PROBLEM STATEMENT: Repeat every row below word for word, leaving out the pictures.

RECORDS SHOWN:
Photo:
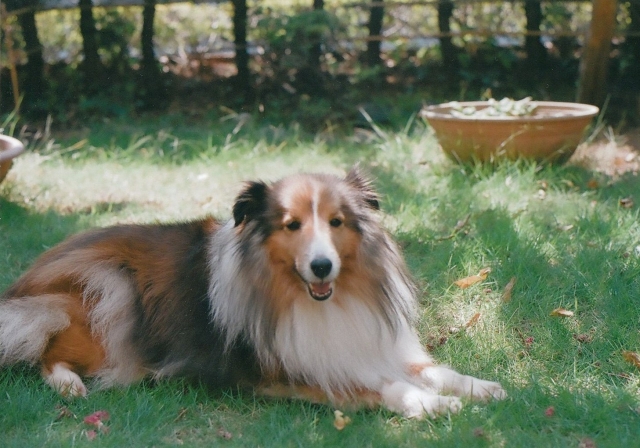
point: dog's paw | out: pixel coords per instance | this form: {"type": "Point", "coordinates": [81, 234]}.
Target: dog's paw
{"type": "Point", "coordinates": [413, 402]}
{"type": "Point", "coordinates": [66, 382]}
{"type": "Point", "coordinates": [487, 390]}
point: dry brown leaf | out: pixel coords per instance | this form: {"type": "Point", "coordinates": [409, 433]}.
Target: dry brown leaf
{"type": "Point", "coordinates": [340, 420]}
{"type": "Point", "coordinates": [632, 357]}
{"type": "Point", "coordinates": [593, 184]}
{"type": "Point", "coordinates": [474, 319]}
{"type": "Point", "coordinates": [473, 279]}
{"type": "Point", "coordinates": [626, 202]}
{"type": "Point", "coordinates": [508, 289]}
{"type": "Point", "coordinates": [561, 312]}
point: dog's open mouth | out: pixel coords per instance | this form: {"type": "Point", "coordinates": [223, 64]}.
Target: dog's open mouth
{"type": "Point", "coordinates": [320, 291]}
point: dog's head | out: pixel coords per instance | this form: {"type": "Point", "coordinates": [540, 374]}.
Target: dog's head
{"type": "Point", "coordinates": [310, 226]}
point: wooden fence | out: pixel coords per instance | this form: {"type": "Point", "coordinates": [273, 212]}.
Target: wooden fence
{"type": "Point", "coordinates": [597, 38]}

CORRECT RESULT:
Photo:
point: dog's paw | out: pixel coords per instance | this form: {"type": "Point", "coordinates": [81, 234]}.
Target: dog's paw
{"type": "Point", "coordinates": [413, 402]}
{"type": "Point", "coordinates": [66, 382]}
{"type": "Point", "coordinates": [487, 390]}
point: dry brown leaf | out: pixel coords per instance | this form: {"type": "Point", "coordinates": [409, 433]}.
Target: dry brown leaf
{"type": "Point", "coordinates": [340, 420]}
{"type": "Point", "coordinates": [632, 357]}
{"type": "Point", "coordinates": [593, 184]}
{"type": "Point", "coordinates": [474, 319]}
{"type": "Point", "coordinates": [473, 279]}
{"type": "Point", "coordinates": [626, 202]}
{"type": "Point", "coordinates": [508, 289]}
{"type": "Point", "coordinates": [561, 312]}
point: dog's open mouth | out: pixel coords per instance | this form: {"type": "Point", "coordinates": [223, 64]}.
Target: dog's open mouth
{"type": "Point", "coordinates": [320, 291]}
point: dog's head | out: pixel coords per instance | this form: {"type": "Point", "coordinates": [540, 374]}.
Target: dog's head
{"type": "Point", "coordinates": [310, 226]}
point: wooden fence | out: pixel coords per instance | this form: {"type": "Point", "coordinates": [273, 212]}.
Target: wooden fence
{"type": "Point", "coordinates": [597, 38]}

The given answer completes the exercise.